> **Work to be completed**:
Quote the letter about Michelangelo's David word for word, starting at "To the satan-worshipping, free" and ending at "to fuck it.".

> **Document text**:
“A Florida principal has resigned after students at a Christian charter school in Tallahassee were shown the statue of the biblical figure David by Michelangelo, prompting at least one parent to complain that the children had been exposed to pornography.”
To the satan-worshipping, free love snowflake in charge of my child’s so called “Christian” school,
It has come to my attention that on Tuesday in Mrs. Morantz’s sixth grade art class my daughter was shown a vile image: Michelangelo’s David. Mrs. Morantz insisted that the statue- crafted by one of the most famous artists of all time and displayed in an art museum- is a work of art. But it is not a work of art at all. It is a lewd, sinful piece of pornography. And I would know, because I desperately want to fuck it.
The David is not appropriate content for children as I am uncontrollably attracted to it. Sexually. I want to fuck the rock. I want to fuck it bad. I crave to press my human sized real body up against his seventeen foot tall, six ton one. I want to climb up The David and touch its lips to my lips. I have fantasies of licking his very cold, very long abs. I dream of rubbing my warm loins in ecstasy against his cold, immobile rock ones. I yearn to run my fingers along the pubic hair carved into his flacid rock member. Sometimes The David is all I think about. I can’t even so much as see the letter D without my cheeks flushing. A six pack of beer gets me sweating. I become aroused in kitchens with marble counter tops. And it goes without saying that if we show the sculpture to twelve year olds, they will all feel the same way.

> **Available data**:
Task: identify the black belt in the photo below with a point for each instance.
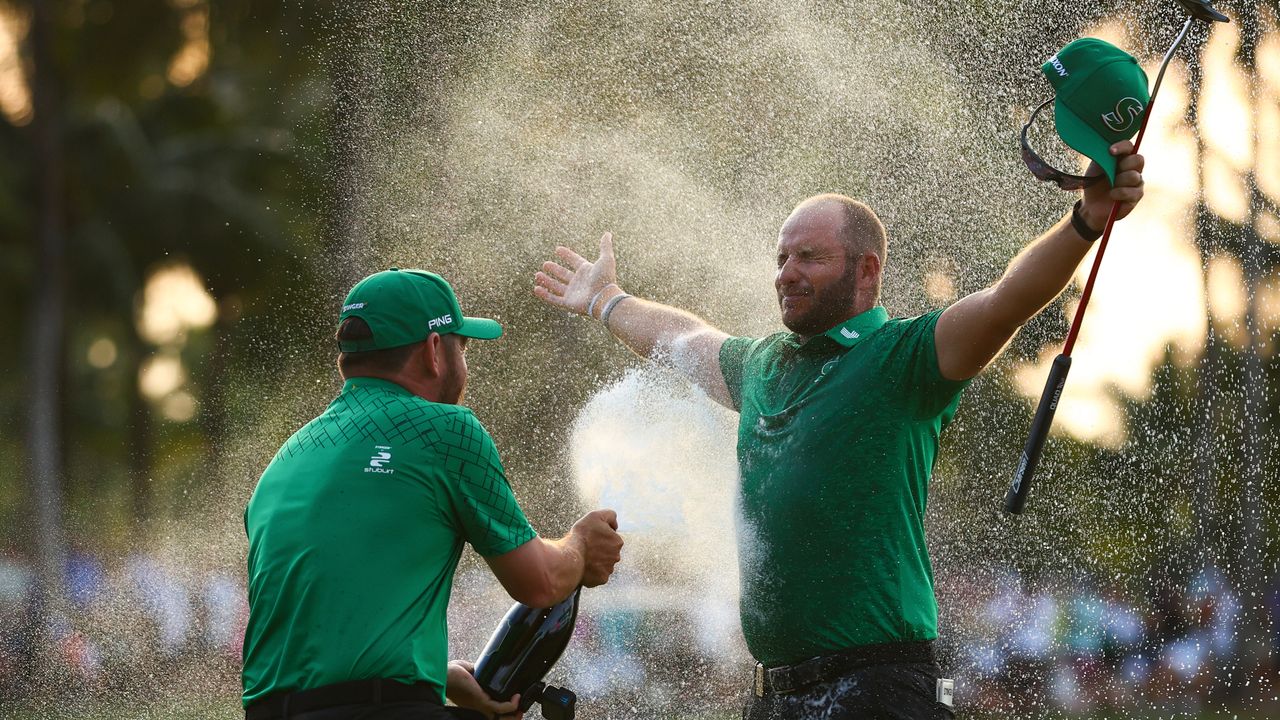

> **The response**:
To the satan-worshipping, free love snowflake in charge of my child’s so called “Christian” school,
It has come to my attention that on Tuesday in Mrs. Morantz’s sixth grade art class my daughter was shown a vile image: Michelangelo’s David. Mrs. Morantz insisted that the statue- crafted by one of the most famous artists of all time and displayed in an art museum- is a work of art. But it is not a work of art at all. It is a lewd, sinful piece of pornography. And I would know, because I desperately want to fuck it.